Zähle die Zeilen im nachstehenden Material, in denen die Zeichenfolge „dashboard“ vorkommt, und gib ausschließlich die Anzahl an. Groß- und Kleinschreibung ist zu beachten.

* **Bereitgestelltes Material**
================================
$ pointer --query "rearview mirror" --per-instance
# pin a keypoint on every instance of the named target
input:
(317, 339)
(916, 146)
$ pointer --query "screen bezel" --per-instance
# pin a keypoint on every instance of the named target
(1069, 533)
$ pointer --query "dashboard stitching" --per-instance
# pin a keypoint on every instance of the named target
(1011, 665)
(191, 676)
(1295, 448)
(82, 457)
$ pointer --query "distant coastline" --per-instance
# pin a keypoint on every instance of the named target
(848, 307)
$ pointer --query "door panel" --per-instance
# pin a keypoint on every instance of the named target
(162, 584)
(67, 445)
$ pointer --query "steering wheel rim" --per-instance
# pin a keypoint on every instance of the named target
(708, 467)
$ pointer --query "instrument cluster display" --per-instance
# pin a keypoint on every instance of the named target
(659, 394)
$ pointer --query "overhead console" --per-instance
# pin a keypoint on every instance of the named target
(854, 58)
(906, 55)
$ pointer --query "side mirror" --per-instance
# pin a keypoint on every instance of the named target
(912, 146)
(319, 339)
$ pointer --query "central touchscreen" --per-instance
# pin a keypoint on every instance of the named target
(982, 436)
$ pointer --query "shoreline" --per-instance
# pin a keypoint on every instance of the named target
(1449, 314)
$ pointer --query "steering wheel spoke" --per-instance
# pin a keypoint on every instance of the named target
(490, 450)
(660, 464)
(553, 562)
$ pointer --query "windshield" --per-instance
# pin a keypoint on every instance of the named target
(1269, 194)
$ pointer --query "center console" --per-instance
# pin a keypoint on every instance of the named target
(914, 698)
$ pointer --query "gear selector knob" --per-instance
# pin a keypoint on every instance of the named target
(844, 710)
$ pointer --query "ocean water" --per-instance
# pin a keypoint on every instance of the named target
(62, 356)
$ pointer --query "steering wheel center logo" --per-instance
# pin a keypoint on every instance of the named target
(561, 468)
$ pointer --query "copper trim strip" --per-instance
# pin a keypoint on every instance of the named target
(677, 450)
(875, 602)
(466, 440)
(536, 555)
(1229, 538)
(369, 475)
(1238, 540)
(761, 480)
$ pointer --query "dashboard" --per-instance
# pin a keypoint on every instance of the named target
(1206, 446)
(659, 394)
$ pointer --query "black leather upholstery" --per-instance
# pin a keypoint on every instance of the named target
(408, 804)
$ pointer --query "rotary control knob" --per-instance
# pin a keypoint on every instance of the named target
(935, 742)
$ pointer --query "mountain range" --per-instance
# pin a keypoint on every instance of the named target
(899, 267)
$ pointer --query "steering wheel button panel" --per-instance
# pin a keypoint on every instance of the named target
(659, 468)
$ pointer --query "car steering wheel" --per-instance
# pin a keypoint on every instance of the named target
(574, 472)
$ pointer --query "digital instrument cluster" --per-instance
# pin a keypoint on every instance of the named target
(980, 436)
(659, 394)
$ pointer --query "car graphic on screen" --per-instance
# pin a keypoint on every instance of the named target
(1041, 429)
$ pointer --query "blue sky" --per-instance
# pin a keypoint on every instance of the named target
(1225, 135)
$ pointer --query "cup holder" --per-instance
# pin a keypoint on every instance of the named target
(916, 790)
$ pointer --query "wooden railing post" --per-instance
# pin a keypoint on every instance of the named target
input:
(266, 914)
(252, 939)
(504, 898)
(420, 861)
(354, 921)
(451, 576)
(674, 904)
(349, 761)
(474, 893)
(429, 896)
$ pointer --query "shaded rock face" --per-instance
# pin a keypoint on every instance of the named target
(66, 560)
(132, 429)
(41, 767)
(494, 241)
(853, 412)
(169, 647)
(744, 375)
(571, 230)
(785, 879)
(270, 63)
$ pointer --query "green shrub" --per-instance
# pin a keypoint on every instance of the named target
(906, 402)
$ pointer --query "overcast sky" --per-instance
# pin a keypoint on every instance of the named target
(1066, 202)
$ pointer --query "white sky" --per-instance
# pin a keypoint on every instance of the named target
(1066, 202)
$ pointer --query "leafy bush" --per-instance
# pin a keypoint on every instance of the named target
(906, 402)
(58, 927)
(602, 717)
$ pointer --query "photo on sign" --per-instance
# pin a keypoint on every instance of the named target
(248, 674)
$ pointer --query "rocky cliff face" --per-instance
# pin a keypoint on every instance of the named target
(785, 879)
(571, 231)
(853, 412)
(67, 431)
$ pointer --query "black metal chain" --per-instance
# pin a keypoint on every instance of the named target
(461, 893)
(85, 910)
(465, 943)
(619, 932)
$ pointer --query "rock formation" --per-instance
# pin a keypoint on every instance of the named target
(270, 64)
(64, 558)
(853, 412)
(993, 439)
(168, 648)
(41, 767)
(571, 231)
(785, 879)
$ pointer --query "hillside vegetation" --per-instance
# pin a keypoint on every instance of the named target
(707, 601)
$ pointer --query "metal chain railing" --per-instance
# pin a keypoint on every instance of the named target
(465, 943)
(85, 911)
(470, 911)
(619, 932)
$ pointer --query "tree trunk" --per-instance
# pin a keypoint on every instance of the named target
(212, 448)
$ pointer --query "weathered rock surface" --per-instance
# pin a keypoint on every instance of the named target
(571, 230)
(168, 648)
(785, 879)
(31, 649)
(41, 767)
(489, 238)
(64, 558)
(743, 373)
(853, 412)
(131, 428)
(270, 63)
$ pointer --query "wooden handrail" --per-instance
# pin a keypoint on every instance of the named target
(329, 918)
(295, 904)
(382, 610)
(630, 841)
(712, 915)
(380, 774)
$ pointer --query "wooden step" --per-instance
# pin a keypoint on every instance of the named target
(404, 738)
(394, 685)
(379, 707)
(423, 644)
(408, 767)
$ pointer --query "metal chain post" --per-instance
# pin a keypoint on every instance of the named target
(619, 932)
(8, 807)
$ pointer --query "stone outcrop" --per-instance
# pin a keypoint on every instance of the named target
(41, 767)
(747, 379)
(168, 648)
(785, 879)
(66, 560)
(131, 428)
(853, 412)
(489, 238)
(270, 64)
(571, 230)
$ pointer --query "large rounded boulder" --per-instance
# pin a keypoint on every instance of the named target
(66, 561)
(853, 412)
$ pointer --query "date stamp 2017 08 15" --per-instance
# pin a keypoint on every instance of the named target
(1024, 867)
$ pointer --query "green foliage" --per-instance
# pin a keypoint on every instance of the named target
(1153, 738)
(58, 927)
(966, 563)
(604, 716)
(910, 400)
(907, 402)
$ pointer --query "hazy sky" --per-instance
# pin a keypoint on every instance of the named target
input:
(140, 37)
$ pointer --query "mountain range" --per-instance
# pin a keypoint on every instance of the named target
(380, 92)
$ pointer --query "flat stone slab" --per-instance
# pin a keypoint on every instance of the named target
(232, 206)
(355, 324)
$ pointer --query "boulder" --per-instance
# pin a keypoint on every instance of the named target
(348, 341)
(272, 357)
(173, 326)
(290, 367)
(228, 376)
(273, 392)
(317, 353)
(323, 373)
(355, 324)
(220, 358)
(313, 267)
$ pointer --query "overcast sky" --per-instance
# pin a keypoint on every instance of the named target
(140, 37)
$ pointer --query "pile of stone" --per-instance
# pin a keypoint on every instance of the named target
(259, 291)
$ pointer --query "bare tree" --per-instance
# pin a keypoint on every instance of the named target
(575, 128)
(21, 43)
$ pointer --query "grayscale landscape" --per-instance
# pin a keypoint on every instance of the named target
================================
* **Schriftliche Lösung**
2